REQUIRED WORK: Rescale the material from the line with "line, e.g. (136,251)." up to and including its last line: write those lines out again, requests included, with every point coordinate in the answers multiplied by 0.75 and rounded to a whole number, halves rounded up. Leave the numbers in the requests unchanged.

════════

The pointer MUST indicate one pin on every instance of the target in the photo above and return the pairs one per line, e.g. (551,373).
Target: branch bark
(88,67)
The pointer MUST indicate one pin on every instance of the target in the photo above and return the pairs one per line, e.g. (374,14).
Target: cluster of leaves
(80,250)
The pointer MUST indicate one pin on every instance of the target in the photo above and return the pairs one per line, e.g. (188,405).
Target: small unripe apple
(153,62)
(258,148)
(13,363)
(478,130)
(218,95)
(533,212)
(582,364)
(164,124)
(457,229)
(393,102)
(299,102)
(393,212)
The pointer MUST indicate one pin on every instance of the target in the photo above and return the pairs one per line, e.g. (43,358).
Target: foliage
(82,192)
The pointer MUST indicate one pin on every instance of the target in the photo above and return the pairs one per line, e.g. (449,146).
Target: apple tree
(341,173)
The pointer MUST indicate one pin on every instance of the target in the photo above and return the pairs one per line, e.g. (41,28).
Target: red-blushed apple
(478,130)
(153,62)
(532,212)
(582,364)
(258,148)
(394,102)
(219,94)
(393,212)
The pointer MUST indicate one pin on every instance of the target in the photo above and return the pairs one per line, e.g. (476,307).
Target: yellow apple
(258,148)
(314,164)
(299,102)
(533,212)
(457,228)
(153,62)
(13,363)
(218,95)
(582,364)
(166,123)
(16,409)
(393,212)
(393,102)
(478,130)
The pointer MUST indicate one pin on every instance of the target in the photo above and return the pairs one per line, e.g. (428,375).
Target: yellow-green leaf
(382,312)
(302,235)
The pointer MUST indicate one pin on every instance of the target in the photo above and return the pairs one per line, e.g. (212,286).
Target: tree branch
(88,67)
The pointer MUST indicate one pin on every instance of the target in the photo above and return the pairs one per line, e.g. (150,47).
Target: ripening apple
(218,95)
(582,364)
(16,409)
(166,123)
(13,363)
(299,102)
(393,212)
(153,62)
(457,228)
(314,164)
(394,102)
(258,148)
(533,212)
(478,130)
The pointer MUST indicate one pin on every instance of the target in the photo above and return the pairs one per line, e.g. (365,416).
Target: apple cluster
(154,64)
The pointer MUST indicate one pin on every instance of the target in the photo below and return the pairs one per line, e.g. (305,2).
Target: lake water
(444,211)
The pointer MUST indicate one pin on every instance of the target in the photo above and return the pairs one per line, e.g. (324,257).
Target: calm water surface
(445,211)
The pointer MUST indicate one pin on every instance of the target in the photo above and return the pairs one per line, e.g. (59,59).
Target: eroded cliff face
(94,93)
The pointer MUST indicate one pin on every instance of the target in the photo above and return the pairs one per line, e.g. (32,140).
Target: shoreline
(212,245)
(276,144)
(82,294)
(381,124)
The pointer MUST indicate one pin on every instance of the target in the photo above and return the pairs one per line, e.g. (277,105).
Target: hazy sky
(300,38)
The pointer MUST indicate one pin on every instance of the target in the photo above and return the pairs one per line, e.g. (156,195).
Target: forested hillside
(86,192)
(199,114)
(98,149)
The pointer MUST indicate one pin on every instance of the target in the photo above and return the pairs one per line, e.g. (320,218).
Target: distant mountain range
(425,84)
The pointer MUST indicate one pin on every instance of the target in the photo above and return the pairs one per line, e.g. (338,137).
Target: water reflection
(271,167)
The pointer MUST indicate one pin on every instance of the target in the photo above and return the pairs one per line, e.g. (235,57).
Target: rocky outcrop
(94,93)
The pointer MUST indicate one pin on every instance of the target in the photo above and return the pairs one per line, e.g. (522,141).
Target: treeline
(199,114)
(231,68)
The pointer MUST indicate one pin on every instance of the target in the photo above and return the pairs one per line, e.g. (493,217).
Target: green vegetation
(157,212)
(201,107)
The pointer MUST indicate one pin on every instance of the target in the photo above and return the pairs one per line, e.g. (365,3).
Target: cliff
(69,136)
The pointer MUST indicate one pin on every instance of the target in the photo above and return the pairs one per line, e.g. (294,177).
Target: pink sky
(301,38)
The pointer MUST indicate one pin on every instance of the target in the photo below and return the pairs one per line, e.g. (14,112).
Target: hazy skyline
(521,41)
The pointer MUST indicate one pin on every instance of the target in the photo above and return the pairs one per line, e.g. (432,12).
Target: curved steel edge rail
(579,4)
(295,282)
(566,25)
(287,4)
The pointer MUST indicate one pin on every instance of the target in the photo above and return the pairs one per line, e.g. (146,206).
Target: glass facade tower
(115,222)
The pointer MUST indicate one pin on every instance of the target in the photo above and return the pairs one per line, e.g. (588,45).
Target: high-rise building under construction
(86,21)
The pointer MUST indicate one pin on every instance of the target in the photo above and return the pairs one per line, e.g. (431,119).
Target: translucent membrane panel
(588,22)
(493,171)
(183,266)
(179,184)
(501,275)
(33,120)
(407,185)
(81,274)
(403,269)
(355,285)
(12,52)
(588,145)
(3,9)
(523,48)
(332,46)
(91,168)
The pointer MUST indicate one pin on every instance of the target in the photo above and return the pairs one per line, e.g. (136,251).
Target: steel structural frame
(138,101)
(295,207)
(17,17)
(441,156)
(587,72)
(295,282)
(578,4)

════════

SOLUTION FOR THIS EXERCISE:
The pointer MUST indicate one pin on every instance of the target in the photo above and return the pairs one per line, e.g. (136,251).
Target: steel structural frame
(104,76)
(221,155)
(13,13)
(331,117)
(440,54)
(221,212)
(434,3)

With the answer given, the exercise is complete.